§ RECORD EXCERPTS:
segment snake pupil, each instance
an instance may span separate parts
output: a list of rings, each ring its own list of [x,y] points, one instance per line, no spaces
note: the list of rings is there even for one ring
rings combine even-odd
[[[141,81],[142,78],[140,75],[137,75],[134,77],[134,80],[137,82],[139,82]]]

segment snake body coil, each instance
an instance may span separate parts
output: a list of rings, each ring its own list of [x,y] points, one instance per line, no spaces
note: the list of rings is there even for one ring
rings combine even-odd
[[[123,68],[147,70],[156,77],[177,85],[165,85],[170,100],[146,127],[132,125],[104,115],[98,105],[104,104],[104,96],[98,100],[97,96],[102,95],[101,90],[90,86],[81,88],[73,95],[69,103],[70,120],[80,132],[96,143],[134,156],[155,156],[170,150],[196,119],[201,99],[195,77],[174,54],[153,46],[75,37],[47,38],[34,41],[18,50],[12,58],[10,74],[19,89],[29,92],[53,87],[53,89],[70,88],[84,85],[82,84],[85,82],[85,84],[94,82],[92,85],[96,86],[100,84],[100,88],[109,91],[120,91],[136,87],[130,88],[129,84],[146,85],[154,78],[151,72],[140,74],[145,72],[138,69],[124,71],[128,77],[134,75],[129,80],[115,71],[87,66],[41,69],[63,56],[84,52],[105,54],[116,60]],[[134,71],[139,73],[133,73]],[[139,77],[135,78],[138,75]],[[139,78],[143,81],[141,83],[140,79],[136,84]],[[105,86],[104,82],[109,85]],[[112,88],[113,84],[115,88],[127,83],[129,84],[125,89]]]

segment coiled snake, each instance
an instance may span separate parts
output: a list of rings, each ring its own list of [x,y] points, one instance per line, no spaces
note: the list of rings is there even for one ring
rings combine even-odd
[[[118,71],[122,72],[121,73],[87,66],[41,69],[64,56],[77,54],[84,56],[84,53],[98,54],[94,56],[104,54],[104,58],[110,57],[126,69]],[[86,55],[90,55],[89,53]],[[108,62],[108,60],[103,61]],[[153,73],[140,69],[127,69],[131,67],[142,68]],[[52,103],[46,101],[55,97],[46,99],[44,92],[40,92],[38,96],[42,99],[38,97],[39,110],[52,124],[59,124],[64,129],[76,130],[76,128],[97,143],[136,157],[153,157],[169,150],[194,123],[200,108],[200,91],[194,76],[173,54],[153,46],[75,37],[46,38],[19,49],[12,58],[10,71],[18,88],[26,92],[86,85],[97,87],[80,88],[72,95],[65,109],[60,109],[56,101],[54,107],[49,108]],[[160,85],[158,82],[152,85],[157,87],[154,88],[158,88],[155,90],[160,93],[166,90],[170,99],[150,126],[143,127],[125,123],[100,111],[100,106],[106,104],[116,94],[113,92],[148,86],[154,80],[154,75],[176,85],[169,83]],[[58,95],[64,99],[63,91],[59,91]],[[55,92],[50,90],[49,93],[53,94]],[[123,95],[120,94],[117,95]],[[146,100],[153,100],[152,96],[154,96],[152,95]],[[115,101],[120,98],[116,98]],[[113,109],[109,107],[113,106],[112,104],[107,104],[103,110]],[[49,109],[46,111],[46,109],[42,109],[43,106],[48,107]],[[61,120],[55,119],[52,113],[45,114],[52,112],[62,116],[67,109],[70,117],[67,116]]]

§ STATED TASK: Please report every line of the records above that contains the word "snake", matching case exactly.

§ SOLVED PROBLEM:
segment snake pupil, each instance
segment snake body coil, each instance
segment coiled snake, each instance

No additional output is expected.